Home

Awesome

NCRF-SAC

Code for EMNLP-IJCNLP 2019 accepted paper "Similarity Based Auxiliary Classifier for Named Entity Recognition"

Our code is based on https://github.com/guillaumegenthial/tf_ner, a very good implemention. You can find data preprocessing instruction in their git.

To use elmo, clone https://github.com/allenai/bilm-tf.git and put it in model/NCRFSAC/. Then download pretrained elmo model and configuration from https://allennlp.org/elmo. You need to put these two files in model/NCRFSAC/weights/. (if this folder is not existed, create this folder)

Notice that you need to apply for ontonotes 5.0 dataset. You could find preprocessing scripts online.

We recommend iobes tag scheme for conll2003 dataset and iob tag scheme for ontonotes.

The best lambda for iobes tag scheme is 0.05 and 0.5 for iob tag scheme. Also you can try other lambdas for both tag schemes, they will achieve similar results.

We think that iobes are suitable for datasets with fewer entity types, while iob is suitable for datasets with more entity types.

required: tensorflow >= 1.11(we test 1.11, 1.12)

Steps:

  1. Download glove(840B, 300d) and put it in data/conll/. Then run build_glove.py
  2. Run train_conll.sh or train_ontonotes.sh
  3. Run get_best_10.py to get 10 best checkpoint
  4. Modify results/model/checkpoint with top1 checkpoint returned by step 2(notice that we save latest 50 checkpoints, so you should choose the best one from these 50 checkpoints. Some times the second one or the third one is better than the first one)
  5. Run predict_conll.sh or predict_ontonotes.sh
  6. Run "perl conlleval < results/score/testb.preds.txt"

update 20201023: model.py: line 310: change testb to testa
==*==
**DIRECTIVES:**
1: List every shell script file (ending in .sh) that the NCRF-SAC page names.
2: According to the NCRF-SAC page, what is the best lambda for the iob tag scheme?
Base your answers only on the NCRF-SAC page above.

**DATA:**
==*==
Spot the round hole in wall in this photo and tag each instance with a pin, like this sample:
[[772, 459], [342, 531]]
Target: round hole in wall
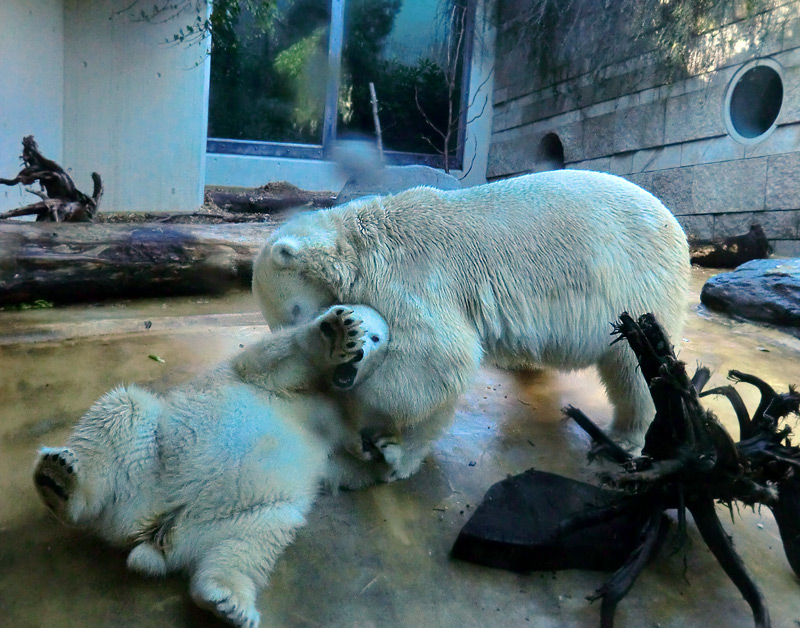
[[754, 101], [551, 152]]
==*==
**TASK RESPONSES:**
1: train_conll.sh, train_ontonotes.sh, predict_conll.sh, predict_ontonotes.sh

2: 0.5